= Texte choisi =
######

Troyes s'entend pour défendre en se massant devant le but de Le Crom, il ne sait en revanche pas attaquer, il avait en outre perdu deux joueurs sur blessure en première période, dont Grax qui semble être son fer de lance le plus acéré. Bref, Nantes avait tous les atouts en poche, il n'avait plus qu'à donner une toute petite tape sur la tête des Troyens et ils auraient irrémédiablement coulé. Une action un peu construite, un petit tir bien ajusté et le tour était joué. Les Canaris ont été incapables de saisir l'aubaine.
Laborieux, imprécis, individualistes
On ne peut même pas invoquer le manque de chance. C'est tout simplement parce qu'il n'a pas eu les idées suffisamment claires et qu'il a été incapable de forcer ses talents et son destin que Nantes est resté en rade. Nantes n'a pas aligné de véritable meneur de jeu, Da Rocha n'étant pas fait pour ce rôle-là. Alors, ses actions construites ont été trop rares, son jeu beaucoup trop long et donc imprécis, ses enchaînements trop calculés et trop lents et orientés de surcroît souvent à contre-courant, c'est à dire vers l'arrière quand il fallait les enchaîner vers l'avant.

######

= Données sources =
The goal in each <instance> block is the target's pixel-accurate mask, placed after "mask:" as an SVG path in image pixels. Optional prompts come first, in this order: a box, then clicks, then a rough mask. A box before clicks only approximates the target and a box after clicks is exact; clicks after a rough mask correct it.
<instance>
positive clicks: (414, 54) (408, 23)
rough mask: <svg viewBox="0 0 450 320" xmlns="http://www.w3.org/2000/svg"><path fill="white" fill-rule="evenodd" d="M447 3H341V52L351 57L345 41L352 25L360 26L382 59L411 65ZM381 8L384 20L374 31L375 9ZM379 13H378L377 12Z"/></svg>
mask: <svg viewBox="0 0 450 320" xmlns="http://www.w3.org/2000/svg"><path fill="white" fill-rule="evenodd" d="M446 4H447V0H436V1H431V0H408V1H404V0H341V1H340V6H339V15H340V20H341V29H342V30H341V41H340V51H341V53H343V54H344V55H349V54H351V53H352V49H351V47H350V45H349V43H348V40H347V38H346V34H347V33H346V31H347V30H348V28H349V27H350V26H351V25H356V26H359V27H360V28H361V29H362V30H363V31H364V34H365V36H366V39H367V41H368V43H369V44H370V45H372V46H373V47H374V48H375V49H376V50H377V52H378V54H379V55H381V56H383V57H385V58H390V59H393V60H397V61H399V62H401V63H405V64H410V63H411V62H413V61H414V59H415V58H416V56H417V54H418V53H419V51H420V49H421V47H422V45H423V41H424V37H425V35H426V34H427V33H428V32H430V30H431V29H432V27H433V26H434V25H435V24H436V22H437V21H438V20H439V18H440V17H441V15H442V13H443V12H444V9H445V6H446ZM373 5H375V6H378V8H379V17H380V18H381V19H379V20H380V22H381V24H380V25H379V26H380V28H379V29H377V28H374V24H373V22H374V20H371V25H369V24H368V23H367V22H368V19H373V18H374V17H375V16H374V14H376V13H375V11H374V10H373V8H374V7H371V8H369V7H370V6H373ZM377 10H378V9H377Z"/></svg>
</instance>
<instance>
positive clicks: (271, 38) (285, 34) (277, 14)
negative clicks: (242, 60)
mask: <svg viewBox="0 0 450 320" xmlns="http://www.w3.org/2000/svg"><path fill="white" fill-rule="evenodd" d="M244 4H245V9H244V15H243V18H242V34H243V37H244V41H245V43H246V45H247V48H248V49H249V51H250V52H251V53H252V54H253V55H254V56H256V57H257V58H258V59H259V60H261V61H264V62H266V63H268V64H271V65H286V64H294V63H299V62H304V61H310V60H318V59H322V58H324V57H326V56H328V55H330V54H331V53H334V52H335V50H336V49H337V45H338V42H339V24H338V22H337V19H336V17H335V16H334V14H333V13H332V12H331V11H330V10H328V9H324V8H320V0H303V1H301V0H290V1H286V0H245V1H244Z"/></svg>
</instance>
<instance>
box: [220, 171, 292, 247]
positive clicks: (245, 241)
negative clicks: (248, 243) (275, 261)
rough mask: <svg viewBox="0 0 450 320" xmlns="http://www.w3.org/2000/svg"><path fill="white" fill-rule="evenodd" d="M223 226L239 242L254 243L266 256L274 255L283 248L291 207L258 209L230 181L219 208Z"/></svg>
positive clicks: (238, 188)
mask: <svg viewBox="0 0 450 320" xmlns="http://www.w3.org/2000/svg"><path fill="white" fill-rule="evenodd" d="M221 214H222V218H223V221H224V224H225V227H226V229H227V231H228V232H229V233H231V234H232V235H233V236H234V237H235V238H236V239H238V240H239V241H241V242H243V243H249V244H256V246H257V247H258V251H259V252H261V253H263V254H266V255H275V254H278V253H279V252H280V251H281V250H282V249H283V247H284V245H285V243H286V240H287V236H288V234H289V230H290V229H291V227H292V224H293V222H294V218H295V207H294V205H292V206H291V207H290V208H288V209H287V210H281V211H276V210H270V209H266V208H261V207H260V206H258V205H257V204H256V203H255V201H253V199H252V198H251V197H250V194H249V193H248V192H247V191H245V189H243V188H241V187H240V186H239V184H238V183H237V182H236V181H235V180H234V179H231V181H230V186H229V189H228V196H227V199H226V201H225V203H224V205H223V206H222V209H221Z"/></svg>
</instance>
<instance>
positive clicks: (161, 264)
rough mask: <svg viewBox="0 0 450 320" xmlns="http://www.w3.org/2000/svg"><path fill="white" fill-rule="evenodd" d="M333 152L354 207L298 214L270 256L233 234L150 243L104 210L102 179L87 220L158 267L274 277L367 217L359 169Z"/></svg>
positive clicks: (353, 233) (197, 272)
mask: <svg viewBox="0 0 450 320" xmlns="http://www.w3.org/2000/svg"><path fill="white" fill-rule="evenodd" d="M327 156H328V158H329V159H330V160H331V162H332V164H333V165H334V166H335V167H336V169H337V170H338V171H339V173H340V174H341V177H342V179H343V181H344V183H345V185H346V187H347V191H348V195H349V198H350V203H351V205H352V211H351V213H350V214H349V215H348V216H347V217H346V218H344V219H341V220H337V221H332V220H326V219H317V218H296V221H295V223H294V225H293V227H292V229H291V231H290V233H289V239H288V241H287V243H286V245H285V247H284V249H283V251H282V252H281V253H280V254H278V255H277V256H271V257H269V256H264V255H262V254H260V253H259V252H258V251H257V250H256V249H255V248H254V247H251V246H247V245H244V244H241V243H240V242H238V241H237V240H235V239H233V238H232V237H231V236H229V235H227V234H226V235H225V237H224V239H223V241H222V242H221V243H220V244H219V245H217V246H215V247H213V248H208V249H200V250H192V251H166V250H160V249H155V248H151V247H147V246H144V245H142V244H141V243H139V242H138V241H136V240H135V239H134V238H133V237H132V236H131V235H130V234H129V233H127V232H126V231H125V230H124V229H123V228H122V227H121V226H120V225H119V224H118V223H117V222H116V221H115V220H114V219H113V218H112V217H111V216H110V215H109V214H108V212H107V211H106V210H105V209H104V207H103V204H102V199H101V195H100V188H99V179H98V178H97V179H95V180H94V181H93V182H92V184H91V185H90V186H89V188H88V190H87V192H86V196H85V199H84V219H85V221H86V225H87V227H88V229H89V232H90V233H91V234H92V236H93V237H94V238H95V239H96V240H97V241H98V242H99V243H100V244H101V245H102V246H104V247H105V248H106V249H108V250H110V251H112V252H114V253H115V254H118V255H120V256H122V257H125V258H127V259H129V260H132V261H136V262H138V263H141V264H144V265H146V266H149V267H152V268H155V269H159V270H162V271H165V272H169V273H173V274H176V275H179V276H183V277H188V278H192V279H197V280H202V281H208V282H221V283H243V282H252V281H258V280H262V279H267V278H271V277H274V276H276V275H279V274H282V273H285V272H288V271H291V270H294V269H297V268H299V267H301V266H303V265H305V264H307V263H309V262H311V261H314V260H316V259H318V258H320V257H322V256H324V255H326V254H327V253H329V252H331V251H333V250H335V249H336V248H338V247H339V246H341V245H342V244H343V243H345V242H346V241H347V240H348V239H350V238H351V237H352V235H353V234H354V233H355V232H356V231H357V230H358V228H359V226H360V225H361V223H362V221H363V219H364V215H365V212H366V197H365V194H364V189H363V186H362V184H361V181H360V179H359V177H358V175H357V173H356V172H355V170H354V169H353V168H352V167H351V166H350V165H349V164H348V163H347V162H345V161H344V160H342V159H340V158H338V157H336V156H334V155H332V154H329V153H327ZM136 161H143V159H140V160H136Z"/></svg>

######

= Activité =
Retapez sans rien changer tout le passage du texte sur le match Nantes-Troyes qui va de « Laborieux, imprécis, individualistes » jusqu'à « enchaîner vers l'avant. ».

= Réponse attendue =
Laborieux, imprécis, individualistes
On ne peut même pas invoquer le manque de chance. C'est tout simplement parce qu'il n'a pas eu les idées suffisamment claires et qu'il a été incapable de forcer ses talents et son destin que Nantes est resté en rade. Nantes n'a pas aligné de véritable meneur de jeu, Da Rocha n'étant pas fait pour ce rôle-là. Alors, ses actions construites ont été trop rares, son jeu beaucoup trop long et donc imprécis, ses enchaînements trop calculés et trop lents et orientés de surcroît souvent à contre-courant, c'est à dire vers l'arrière quand il fallait les enchaîner vers l'avant.